» **Source extract**:
┄┄┄┄┄┄┄┄┄┄

When it comes to cheeses, there is much debate. To capitalize or not to capitalize? And is it bleu cheese or blue cheese? Like wearing white after Labor Day, it’s a style thing.
The best advice is to pick a style and stick to it. Pick Chicago Style. Pick AP style. Pick the dictionary. Just have something to CYA when the client asked why you didn’t capitalize the “Swiss” in “swiss cheese” (my usual answer is, when you wrote down your order for your co-worker who’s picking up lunch, did you capitalize the “french” in “french fries”?) If pressed, the formal answer is that you only cap a proper noun when it is being used as the literal proper noun.
You will occasionally notice on menus that there is a trend toward capitalizing cheese names. I don’t generally do this unless it is the client’s style. It looks pretentious, much like “bleu cheese,” and that’s just silly when you’re proofing a menu where everything’s under $10. But it IS of course important to spell cheese names correctly. Here are 10 popular cheeses with their proper spelling:
- cheddar (yes, we pronounce it “chedder.” But in fact, there is only one E in “cheddar.” In your head say “ched-DAR”)

┄┄┄┄┄┄┄┄┄┄

» **Data provided**:
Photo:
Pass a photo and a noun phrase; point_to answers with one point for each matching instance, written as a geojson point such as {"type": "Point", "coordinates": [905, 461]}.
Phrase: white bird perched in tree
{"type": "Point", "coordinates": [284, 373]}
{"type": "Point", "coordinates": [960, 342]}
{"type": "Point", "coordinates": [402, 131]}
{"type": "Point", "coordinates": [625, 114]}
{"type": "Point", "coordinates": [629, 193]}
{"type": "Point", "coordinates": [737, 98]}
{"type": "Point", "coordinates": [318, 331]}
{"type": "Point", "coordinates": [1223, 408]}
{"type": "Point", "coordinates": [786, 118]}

┄┄┄┄┄┄┄┄┄┄

» **What you will do**:
1. Answer these questions using the passage on cheese names:
(a) What is the formal rule for capitalizing a proper noun?
(b) How does the writer say capitalized cheese names look on a menu?
(c) How many letter E's does "cheddar" contain?
2. Carry the passage on cheese names forward past its final line, in the same style.

» **Answers for the tasks**:
1.
(a) A proper noun is capitalized only when it is used as the literal proper noun.
(b) Pretentious, much like "bleu cheese."
(c) One.

2.
- blue cheese (occasionally it may be client style to spell it “bleu cheese, and that’s okay)
- brie (we pronounce it like it rhymes with FREE, but it is spelled with an “ie”).
- mozzarella (two z’s, two l’s)
- parmesan (yes, we pronounce it “parmezhan.” In your head say “parMESan”)
- american (ooh, it’s gonna be hard not to cap that! I leave it to your discretion)
- provolone (three o’s!!)
- ricotta (one c, two t’s)
- feta (yes, Virginia, there is a t – even if we say “feda,” like a guy from Jersey Shore talking about those things you find on birds)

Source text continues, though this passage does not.